Excerpt
──────────

Definitions

Term	Definition
Benchmark Asset	A component of the benchmarking framework that contributes to evaluating AI models on biologically relevant tasks. Benchmark assets include datasets, models, tasks, and metrics, the combination of which can be configured to produce benchmark results.
Dataset	A structured collection of biological data curated for model evaluation. Datasets may include experimental results (e.g., single-cell RNAseq, proteomics), reference annotations, or synthetic data generated for benchmarking purposes. Datasets may be publicly available or privately hosted.
Model	A method trained on biological data to make predictions or generate insights. Models can range from simple baselines and traditional statistical approaches to deep learning architectures, including transformer-based foundational models.
Task	A structured problem that a model can be evaluated on. Tasks are designed to reflect real-world biological questions, such as classifying cell types, segmenting images, predicting disease state, gene function, etc.
Metric	A quantitative measure used to assess model performance on a given task. Metrics should be chosen based on biological relevance and statistical rigor. Examples include accuracy, F1 score, AUROC, and domain-specific measures like the ability to recover known gene regulatory interactions.
Baseline	A simple method used as a reference point for benchmarking. Baselines provide a minimal level of performance, allowing researchers to quantify the improvement achieved by more advanced models on a particular task. Within cz-benchmarks, a Baseline is implemented in a Task-specific manner, and treated like a Model in downstream results interpretation.
Execution System	The infrastructure and computational environment used to run benchmarks. This includes hardware (e.g., cloud compute, GPUs), software dependencies (primarily, the cz-benchmarks repository), and reproducibility standards ensuring that benchmarking results are consistent and comparable.
Platform	The ecosystem that hosts and integrates benchmarking assets, providing tools for dataset integration, model evaluation, and result visualization. The platform facilitates collaboration by enabling the research community to contribute and refine benchmarks.
Domain	The specific biological context or application area in which benchmarking is conducted. Domains may include transcriptomics, imaging, genomics, and multi-modal methods, each with unique datasets, models, and tasks.

──────────

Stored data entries
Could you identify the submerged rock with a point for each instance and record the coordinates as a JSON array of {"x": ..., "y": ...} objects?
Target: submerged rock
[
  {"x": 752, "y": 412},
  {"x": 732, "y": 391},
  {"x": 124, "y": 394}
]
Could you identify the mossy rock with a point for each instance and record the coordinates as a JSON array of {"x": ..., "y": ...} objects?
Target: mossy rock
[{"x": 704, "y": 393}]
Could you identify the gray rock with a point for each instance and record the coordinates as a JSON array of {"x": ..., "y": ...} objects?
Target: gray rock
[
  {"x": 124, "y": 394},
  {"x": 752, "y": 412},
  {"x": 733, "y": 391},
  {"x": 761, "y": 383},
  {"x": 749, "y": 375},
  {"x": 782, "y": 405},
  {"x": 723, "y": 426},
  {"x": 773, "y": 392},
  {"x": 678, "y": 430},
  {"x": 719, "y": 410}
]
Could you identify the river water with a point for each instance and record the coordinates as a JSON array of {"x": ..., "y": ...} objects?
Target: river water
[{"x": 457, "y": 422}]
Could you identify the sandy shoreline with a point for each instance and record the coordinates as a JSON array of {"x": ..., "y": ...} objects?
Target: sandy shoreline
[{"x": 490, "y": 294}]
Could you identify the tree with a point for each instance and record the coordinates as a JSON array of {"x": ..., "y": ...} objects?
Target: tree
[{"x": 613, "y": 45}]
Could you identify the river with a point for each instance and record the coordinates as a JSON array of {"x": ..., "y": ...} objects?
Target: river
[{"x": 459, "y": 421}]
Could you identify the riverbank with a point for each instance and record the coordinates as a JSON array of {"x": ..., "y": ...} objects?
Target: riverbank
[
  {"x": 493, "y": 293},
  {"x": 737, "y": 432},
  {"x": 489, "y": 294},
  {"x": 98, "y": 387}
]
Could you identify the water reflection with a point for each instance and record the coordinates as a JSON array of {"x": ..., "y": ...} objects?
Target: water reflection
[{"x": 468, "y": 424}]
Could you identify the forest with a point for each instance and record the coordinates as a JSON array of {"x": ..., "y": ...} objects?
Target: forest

──────────

What needs to be done
Please copy out the definitions above from "Definitions" to "transformer-based foundational models.".

Answer section
Definitions

Term	Definition
Benchmark Asset	A component of the benchmarking framework that contributes to evaluating AI models on biologically relevant tasks. Benchmark assets include datasets, models, tasks, and metrics, the combination of which can be configured to produce benchmark results.
Dataset	A structured collection of biological data curated for model evaluation. Datasets may include experimental results (e.g., single-cell RNAseq, proteomics), reference annotations, or synthetic data generated for benchmarking purposes. Datasets may be publicly available or privately hosted.
Model	A method trained on biological data to make predictions or generate insights. Models can range from simple baselines and traditional statistical approaches to deep learning architectures, including transformer-based foundational models.